◆ **Work instructions**: Transcribe, word for word and with nothing extra, the line containing "Target: wooden chest of drawers" and each line that comes after it in the entries.

___ Dataset records

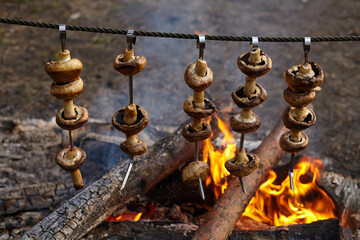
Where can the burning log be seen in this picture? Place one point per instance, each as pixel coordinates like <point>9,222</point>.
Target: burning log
<point>220,222</point>
<point>325,229</point>
<point>97,202</point>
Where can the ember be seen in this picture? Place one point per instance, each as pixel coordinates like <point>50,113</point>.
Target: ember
<point>277,205</point>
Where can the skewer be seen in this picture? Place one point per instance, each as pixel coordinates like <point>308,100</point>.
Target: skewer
<point>200,183</point>
<point>291,171</point>
<point>131,39</point>
<point>241,147</point>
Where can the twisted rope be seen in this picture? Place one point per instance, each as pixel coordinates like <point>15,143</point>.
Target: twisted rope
<point>177,35</point>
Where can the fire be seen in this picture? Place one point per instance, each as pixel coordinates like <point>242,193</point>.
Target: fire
<point>277,205</point>
<point>126,216</point>
<point>217,159</point>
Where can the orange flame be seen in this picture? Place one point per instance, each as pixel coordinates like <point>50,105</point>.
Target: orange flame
<point>277,205</point>
<point>218,158</point>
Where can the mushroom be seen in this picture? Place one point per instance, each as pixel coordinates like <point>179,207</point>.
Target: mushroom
<point>193,134</point>
<point>81,117</point>
<point>295,122</point>
<point>302,78</point>
<point>299,100</point>
<point>131,120</point>
<point>255,63</point>
<point>65,69</point>
<point>128,64</point>
<point>245,125</point>
<point>71,159</point>
<point>256,98</point>
<point>193,171</point>
<point>243,164</point>
<point>293,142</point>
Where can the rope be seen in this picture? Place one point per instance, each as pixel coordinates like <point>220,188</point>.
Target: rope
<point>177,35</point>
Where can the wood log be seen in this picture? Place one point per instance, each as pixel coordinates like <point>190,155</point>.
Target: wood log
<point>97,202</point>
<point>220,222</point>
<point>325,229</point>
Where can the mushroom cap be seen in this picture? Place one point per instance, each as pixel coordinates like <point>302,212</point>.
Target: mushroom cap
<point>254,71</point>
<point>193,171</point>
<point>133,129</point>
<point>196,112</point>
<point>299,100</point>
<point>82,116</point>
<point>244,102</point>
<point>133,150</point>
<point>242,170</point>
<point>241,125</point>
<point>67,91</point>
<point>290,146</point>
<point>196,82</point>
<point>192,136</point>
<point>300,84</point>
<point>295,125</point>
<point>64,72</point>
<point>72,164</point>
<point>131,67</point>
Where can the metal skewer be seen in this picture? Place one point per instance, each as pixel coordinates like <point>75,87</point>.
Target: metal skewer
<point>200,183</point>
<point>291,171</point>
<point>306,46</point>
<point>242,137</point>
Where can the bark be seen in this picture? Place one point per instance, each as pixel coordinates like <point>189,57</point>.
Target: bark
<point>220,222</point>
<point>96,203</point>
<point>326,229</point>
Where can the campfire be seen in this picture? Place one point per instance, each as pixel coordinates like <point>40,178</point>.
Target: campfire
<point>276,205</point>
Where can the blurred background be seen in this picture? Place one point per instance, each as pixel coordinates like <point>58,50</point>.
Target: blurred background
<point>160,88</point>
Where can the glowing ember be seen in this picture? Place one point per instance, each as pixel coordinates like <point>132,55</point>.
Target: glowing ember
<point>217,159</point>
<point>277,205</point>
<point>126,216</point>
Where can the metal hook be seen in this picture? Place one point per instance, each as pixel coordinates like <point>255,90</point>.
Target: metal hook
<point>254,42</point>
<point>306,46</point>
<point>201,45</point>
<point>62,30</point>
<point>130,38</point>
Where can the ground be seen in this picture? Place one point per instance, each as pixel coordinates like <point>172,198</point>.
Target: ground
<point>160,88</point>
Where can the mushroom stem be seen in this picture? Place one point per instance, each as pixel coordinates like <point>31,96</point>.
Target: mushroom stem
<point>130,115</point>
<point>295,136</point>
<point>69,109</point>
<point>201,67</point>
<point>196,125</point>
<point>128,55</point>
<point>250,87</point>
<point>77,179</point>
<point>246,113</point>
<point>199,99</point>
<point>64,56</point>
<point>306,71</point>
<point>254,57</point>
<point>241,157</point>
<point>132,140</point>
<point>300,113</point>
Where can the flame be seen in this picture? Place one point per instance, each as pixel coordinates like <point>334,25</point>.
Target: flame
<point>217,159</point>
<point>277,205</point>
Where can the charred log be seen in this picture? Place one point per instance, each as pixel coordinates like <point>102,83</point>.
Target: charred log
<point>95,203</point>
<point>326,229</point>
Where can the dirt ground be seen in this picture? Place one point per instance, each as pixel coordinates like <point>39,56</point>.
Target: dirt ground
<point>160,88</point>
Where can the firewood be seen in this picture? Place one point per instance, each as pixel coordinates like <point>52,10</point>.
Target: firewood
<point>220,222</point>
<point>325,229</point>
<point>98,201</point>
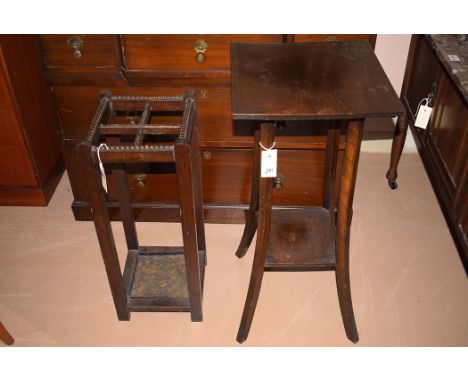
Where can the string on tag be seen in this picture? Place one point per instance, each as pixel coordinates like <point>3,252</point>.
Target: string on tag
<point>427,102</point>
<point>101,167</point>
<point>264,148</point>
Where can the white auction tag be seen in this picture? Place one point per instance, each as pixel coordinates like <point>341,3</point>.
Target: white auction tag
<point>422,118</point>
<point>269,161</point>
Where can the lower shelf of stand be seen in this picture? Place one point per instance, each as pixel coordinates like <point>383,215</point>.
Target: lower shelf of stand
<point>300,239</point>
<point>155,279</point>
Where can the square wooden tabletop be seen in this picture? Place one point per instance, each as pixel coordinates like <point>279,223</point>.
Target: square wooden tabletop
<point>320,80</point>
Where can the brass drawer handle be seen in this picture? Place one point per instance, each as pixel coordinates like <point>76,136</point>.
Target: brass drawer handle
<point>204,95</point>
<point>76,43</point>
<point>140,178</point>
<point>278,183</point>
<point>200,46</point>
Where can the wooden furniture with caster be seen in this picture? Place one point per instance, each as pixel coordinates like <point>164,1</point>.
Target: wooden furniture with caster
<point>340,84</point>
<point>163,132</point>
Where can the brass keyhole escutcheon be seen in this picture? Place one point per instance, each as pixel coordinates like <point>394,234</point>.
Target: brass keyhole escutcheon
<point>140,178</point>
<point>200,46</point>
<point>76,43</point>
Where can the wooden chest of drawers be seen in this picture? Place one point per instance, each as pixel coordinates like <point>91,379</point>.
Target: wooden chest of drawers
<point>80,67</point>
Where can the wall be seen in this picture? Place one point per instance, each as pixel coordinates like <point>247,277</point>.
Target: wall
<point>392,52</point>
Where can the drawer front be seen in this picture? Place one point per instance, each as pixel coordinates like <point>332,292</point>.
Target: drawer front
<point>153,52</point>
<point>77,105</point>
<point>81,53</point>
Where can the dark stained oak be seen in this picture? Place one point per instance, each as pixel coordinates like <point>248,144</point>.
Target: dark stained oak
<point>31,164</point>
<point>443,146</point>
<point>342,84</point>
<point>336,80</point>
<point>154,278</point>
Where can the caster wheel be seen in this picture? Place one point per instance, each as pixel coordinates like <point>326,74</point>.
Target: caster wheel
<point>393,184</point>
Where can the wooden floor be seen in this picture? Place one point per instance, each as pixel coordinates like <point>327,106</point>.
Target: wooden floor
<point>407,282</point>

______

◆ **Task result**:
Target: wooden chest of drawers
<point>80,67</point>
Where can the wall be seen in this picture? Place one point per instance, each as pixel coordinates like <point>247,277</point>.
Target: wall
<point>392,52</point>
Where can the drawer front be seen in this picture? Place one point per instance, each as pixel coordinates like <point>332,292</point>.
Target: drawer front
<point>153,52</point>
<point>77,105</point>
<point>81,53</point>
Where can the dark stained oak be seen in this picture? Place one point per instance, each as pixel coordinates like <point>248,144</point>.
Target: dark stained oak
<point>31,164</point>
<point>443,146</point>
<point>342,84</point>
<point>336,80</point>
<point>154,278</point>
Where can the caster wheel be seen in this picture? Place one point per instance, each as pixel coordinates like <point>326,74</point>.
Target: caster wheel
<point>393,184</point>
Where can the wooden floor be seen in this picture? Place one point per instance, each as pixel coordinates like <point>327,106</point>.
Target: wooden floor
<point>407,282</point>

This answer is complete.